» **WHAT YOU NEED TO DO**
The data below must be copied in full and without any change.

----------

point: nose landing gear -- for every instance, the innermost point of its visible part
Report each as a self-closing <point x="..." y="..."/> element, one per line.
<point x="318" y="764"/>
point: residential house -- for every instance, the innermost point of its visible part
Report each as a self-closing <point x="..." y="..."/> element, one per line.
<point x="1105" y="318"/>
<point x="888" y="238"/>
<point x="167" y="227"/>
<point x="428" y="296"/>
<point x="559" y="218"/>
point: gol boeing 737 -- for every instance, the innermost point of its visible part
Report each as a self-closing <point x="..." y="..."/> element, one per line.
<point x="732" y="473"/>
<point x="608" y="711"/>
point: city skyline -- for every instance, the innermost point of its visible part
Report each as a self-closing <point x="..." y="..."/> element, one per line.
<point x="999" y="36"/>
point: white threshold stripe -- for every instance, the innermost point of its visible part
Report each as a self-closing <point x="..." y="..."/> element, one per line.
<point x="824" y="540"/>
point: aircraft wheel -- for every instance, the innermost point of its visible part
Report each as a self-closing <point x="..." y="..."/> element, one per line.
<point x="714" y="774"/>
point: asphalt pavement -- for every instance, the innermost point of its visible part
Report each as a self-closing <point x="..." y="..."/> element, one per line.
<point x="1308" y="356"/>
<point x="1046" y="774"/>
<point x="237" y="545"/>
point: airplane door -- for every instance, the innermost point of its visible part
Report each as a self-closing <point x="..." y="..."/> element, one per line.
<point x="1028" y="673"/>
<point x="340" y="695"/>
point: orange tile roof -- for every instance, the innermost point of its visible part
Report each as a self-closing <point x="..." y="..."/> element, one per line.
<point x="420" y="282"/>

----------

» **SOLVED EXERCISE**
point: nose landing gear -- for every instance, the innermost point of its visible part
Report each as a self-closing <point x="..." y="..."/> element, one per line.
<point x="318" y="764"/>
point: residential house -- for every instance, the innermost point of its visible part
Report each as a self-closing <point x="..." y="..."/> element, one per line.
<point x="1105" y="318"/>
<point x="888" y="238"/>
<point x="167" y="227"/>
<point x="428" y="296"/>
<point x="559" y="218"/>
point: gol boeing 737 -- for every instance, the innermost point of its visible part
Report each as a self-closing <point x="..." y="..."/> element, one per line.
<point x="732" y="473"/>
<point x="608" y="711"/>
point: city skyline -- for every instance, the innermost point of its visible part
Report each as a self-closing <point x="..." y="..."/> element, one per line.
<point x="999" y="36"/>
point: white threshold stripe -- for every instance, the innermost point of its visible part
Report each as a self-closing <point x="..." y="..."/> element, one per line.
<point x="824" y="540"/>
point: aircraft wheel -- for every instance, the innermost point of its visible part
Report each as a self-closing <point x="..." y="..."/> element, one per line.
<point x="714" y="774"/>
point: asphalt pavement -- for every instance, the innermost point of its visible part
Report each as a self-closing <point x="..." y="..."/> element, one per line.
<point x="1308" y="356"/>
<point x="1046" y="774"/>
<point x="237" y="545"/>
point: airplane door -- for every instance, the innermost point of its visible part
Report each as a self-closing <point x="..." y="..."/> element, one per line.
<point x="1028" y="673"/>
<point x="340" y="695"/>
point: orange tile roof -- for every instance, the innermost point of its visible part
Report each as a self-closing <point x="..." y="..."/> element, one per line.
<point x="420" y="282"/>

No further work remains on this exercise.